What to produce: Convert the lines below into a Markdown table with the columns Row and Line, starting with the line containing "Task: mark one point on every instance of the rocky" and continuing through the end of the collected data, numbering each row and skipping blank lines. Leave the pictures out of the table.

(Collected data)
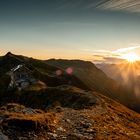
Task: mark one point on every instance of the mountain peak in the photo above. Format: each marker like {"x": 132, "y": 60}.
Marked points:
{"x": 9, "y": 54}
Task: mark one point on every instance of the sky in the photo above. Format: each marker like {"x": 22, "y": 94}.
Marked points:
{"x": 95, "y": 30}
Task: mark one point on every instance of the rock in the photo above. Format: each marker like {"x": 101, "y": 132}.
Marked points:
{"x": 3, "y": 137}
{"x": 53, "y": 135}
{"x": 28, "y": 111}
{"x": 67, "y": 120}
{"x": 61, "y": 129}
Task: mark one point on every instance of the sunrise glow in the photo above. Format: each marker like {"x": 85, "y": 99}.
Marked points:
{"x": 131, "y": 57}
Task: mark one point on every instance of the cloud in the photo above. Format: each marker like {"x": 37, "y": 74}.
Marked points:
{"x": 108, "y": 56}
{"x": 122, "y": 50}
{"x": 120, "y": 5}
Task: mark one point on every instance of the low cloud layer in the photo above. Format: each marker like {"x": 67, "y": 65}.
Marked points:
{"x": 120, "y": 5}
{"x": 106, "y": 56}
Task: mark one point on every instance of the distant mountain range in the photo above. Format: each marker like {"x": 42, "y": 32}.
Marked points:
{"x": 96, "y": 80}
{"x": 73, "y": 104}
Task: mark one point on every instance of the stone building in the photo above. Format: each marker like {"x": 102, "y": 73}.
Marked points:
{"x": 21, "y": 77}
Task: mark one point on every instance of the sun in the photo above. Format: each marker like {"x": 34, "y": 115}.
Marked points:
{"x": 131, "y": 57}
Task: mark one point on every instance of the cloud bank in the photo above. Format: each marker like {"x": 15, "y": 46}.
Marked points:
{"x": 120, "y": 5}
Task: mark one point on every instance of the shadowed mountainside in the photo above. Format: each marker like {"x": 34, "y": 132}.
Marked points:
{"x": 97, "y": 80}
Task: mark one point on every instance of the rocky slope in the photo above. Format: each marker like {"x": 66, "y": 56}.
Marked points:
{"x": 97, "y": 80}
{"x": 105, "y": 119}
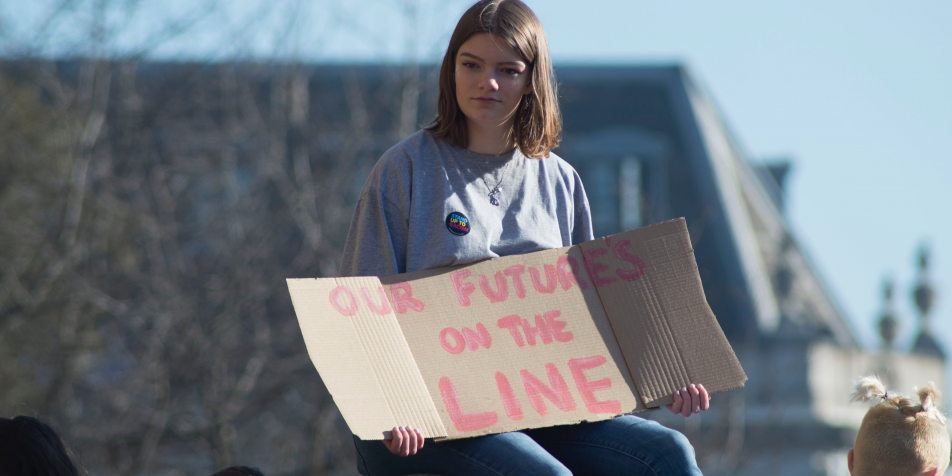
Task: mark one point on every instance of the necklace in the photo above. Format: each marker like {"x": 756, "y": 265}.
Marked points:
{"x": 496, "y": 189}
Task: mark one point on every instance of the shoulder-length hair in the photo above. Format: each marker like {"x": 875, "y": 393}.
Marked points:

Exercise response:
| Row | Line |
|---|---|
| 1 | Task: mark one point on every instance of the rocky slope in the photo above. Format: each marker like {"x": 66, "y": 56}. |
| 2 | Marked points: |
| 3 | {"x": 97, "y": 80} |
| 4 | {"x": 105, "y": 119} |
| 5 | Task: mark one point on every instance of the necklace in the photo above. Format: each marker like {"x": 756, "y": 265}. |
| 6 | Marked points: |
| 7 | {"x": 496, "y": 189} |
| 8 | Task: mark one point on every instance of the shoulder-length hair in the photo above. Format: each marker like {"x": 875, "y": 393}. |
| 9 | Marked points: |